**TO BE DONE:**
Rescale the lines of the records beginning with the line that contains "For every instance of the navy striped throw" and continuing through the end of the records, and give only those lines. Repeat each line in full, including the request. Multiply every coordinate in the answers by 1.2, and round each result to a whole number with halves rounded up.

-- start of RECORDS TO PROCESS --

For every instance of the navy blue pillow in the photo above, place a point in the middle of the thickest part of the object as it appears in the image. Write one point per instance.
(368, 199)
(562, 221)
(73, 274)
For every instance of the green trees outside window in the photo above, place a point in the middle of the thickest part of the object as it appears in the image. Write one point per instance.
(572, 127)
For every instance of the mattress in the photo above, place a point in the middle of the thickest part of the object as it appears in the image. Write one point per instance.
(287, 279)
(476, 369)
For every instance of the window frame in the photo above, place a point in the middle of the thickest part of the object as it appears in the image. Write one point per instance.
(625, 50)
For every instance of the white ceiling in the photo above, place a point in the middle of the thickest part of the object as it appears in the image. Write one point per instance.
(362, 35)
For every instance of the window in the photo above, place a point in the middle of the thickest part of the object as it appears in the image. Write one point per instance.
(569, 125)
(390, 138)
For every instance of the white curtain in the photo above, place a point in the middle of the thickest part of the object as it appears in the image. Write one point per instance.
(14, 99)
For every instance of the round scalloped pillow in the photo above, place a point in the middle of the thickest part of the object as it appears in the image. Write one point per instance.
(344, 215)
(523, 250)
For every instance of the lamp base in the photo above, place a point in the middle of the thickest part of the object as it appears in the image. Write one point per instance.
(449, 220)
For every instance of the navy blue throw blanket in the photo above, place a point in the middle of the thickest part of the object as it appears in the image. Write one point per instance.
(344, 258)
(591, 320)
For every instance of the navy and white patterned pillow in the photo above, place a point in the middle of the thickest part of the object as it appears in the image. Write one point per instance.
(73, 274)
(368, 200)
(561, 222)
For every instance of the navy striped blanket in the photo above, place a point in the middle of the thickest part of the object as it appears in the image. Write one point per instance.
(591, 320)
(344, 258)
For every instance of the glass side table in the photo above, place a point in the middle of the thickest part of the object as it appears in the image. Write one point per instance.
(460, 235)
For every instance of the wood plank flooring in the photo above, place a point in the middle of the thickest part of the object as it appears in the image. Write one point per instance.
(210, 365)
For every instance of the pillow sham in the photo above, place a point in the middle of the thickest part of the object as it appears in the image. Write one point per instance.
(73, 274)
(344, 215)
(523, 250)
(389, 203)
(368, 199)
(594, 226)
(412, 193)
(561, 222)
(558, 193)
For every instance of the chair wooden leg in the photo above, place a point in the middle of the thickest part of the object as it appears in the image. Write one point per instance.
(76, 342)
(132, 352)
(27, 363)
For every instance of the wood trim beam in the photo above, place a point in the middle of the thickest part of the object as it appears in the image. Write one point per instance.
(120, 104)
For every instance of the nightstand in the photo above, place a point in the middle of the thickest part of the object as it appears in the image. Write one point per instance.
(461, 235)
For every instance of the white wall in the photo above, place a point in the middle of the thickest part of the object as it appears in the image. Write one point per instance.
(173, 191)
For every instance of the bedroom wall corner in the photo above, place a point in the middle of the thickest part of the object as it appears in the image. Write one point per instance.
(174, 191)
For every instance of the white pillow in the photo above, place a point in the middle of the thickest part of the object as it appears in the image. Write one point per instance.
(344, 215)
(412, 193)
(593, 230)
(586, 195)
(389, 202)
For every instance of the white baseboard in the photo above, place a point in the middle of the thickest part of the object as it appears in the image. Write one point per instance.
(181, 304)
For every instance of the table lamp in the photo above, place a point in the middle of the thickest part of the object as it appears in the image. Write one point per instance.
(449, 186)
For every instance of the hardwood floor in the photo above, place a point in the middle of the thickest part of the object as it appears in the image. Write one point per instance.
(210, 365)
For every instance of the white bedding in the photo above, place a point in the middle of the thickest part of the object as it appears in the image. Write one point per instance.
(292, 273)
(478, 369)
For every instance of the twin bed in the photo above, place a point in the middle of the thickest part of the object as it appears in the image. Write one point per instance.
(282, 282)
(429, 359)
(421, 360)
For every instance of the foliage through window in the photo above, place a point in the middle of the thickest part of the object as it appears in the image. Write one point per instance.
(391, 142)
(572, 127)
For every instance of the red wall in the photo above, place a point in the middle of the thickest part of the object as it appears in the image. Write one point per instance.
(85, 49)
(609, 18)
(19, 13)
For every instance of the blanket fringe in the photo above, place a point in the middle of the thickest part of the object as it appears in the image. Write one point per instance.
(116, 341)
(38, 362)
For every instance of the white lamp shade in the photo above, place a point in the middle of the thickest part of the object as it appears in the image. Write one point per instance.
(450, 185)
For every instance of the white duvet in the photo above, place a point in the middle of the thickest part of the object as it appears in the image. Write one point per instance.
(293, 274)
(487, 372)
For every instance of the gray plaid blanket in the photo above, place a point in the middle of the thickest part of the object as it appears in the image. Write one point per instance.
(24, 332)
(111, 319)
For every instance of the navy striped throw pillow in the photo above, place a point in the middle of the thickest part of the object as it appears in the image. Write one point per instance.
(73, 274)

-- end of RECORDS TO PROCESS --

**PROBLEM SOLUTION:**
For every instance of the navy striped throw pillow in the photo above, place a point in the middle of the thickest part of the object as it appears in the image. Write one point per instance.
(88, 329)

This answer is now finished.